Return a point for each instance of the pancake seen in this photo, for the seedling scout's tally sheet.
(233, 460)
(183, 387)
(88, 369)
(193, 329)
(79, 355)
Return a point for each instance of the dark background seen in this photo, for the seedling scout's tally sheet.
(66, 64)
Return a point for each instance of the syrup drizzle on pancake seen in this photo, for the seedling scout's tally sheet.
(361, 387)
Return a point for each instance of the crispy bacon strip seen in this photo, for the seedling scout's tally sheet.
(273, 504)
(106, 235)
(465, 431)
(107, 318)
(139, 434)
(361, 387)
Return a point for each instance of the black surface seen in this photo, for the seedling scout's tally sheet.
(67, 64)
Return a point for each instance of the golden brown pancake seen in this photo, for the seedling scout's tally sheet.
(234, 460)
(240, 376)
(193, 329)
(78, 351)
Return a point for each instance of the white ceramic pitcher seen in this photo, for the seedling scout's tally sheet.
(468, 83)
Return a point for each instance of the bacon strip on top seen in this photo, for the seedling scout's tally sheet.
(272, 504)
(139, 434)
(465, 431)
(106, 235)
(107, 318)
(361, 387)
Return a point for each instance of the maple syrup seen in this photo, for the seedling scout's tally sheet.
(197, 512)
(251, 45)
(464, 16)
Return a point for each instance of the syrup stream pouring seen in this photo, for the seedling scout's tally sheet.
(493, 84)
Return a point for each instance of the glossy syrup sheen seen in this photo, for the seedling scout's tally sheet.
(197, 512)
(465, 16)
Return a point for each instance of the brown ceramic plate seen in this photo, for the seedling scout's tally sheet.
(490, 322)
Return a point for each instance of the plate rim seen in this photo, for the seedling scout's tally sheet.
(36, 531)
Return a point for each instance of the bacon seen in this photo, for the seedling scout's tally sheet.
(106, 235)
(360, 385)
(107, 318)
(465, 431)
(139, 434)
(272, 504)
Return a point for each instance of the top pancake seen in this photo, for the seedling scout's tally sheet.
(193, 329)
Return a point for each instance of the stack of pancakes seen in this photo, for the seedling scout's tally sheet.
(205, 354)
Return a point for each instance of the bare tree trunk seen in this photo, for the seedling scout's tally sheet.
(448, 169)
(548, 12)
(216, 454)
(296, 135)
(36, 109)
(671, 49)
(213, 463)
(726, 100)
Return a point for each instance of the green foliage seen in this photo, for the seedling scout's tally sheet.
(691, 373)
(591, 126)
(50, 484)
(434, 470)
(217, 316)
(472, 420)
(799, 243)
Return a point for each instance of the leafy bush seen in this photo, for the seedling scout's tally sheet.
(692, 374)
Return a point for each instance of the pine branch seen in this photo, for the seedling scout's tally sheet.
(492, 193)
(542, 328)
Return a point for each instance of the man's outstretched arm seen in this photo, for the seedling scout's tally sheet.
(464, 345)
····················
→ **作業内容**:
上の行をすべて番号付きリストに入れてください。空行は除いてください。

→ **作業結果**:
1. Return a point for each instance of the pancake seen in this photo, for the seedling scout's tally sheet.
2. (233, 460)
3. (183, 387)
4. (88, 369)
5. (193, 329)
6. (79, 355)
7. Return a point for each instance of the dark background seen in this photo, for the seedling scout's tally sheet.
8. (66, 64)
9. Return a point for each instance of the syrup drizzle on pancake seen in this photo, for the seedling scout's tally sheet.
10. (361, 387)
11. Return a point for each instance of the crispy bacon strip seen in this photo, for the seedling scout's tally sheet.
12. (273, 504)
13. (106, 235)
14. (465, 431)
15. (107, 318)
16. (139, 434)
17. (361, 387)
18. Return a point for each instance of the black surface seen in this photo, for the seedling scout's tally sheet.
19. (67, 64)
20. Return a point for each instance of the golden brown pancake seen in this photo, for the seedling scout's tally sheet.
21. (234, 460)
22. (240, 376)
23. (193, 329)
24. (78, 351)
25. Return a point for each instance of the white ceramic pitcher seen in this photo, for the seedling scout's tally sheet.
26. (468, 83)
27. Return a point for each instance of the bacon strip on top seen in this photo, for the seedling scout's tally sheet.
28. (272, 504)
29. (139, 434)
30. (465, 431)
31. (106, 235)
32. (107, 318)
33. (361, 387)
34. Return a point for each instance of the maple syrup seen in this photo, for the seedling scout's tally sheet.
35. (197, 512)
36. (251, 45)
37. (464, 16)
38. Return a point for each instance of the syrup stream pouring seen in this photo, for the seedling scout's tally sheet.
39. (493, 84)
40. Return a point for each instance of the glossy syrup sheen seen in this photo, for the seedling scout's tally sheet.
41. (197, 512)
42. (465, 16)
43. Return a point for each instance of the brown ceramic plate seen in this photo, for the seedling scout's tally sheet.
44. (490, 322)
45. Return a point for each instance of the plate rim seen in this photo, for the seedling scout's tally sheet.
46. (36, 531)
47. Return a point for each instance of the bacon seen in this photo, for the seedling scout's tally sheet.
48. (106, 235)
49. (360, 385)
50. (107, 318)
51. (465, 431)
52. (139, 434)
53. (272, 504)
54. Return a point for each instance of the top pancake seen in this photo, for the seedling scout's tally sheet.
55. (193, 329)
56. Return a point for each instance of the stack of pancakes seen in this photo, for the seedling scout's tally sheet.
57. (205, 354)
58. Return a point for each instance of the bare tree trunk seen in this photo, for the seedling scout's tally sheet.
59. (448, 169)
60. (548, 12)
61. (216, 454)
62. (296, 135)
63. (36, 109)
64. (671, 49)
65. (213, 463)
66. (726, 100)
67. Return a point for each instance of the green foliage seen in this photo, for the seedling scout's tally sheet.
68. (691, 373)
69. (591, 126)
70. (50, 484)
71. (434, 470)
72. (217, 316)
73. (472, 420)
74. (799, 243)
75. Return a point for each instance of the leafy bush seen in this photo, for the seedling scout's tally sheet.
76. (692, 374)
77. Return a point for each instance of the pine branch seen in this photo, for the seedling scout's tally sheet.
78. (492, 193)
79. (542, 328)
80. Return a point for each instance of the man's outstretched arm seen in this photo, for the seedling scout's tally sheet.
81. (464, 345)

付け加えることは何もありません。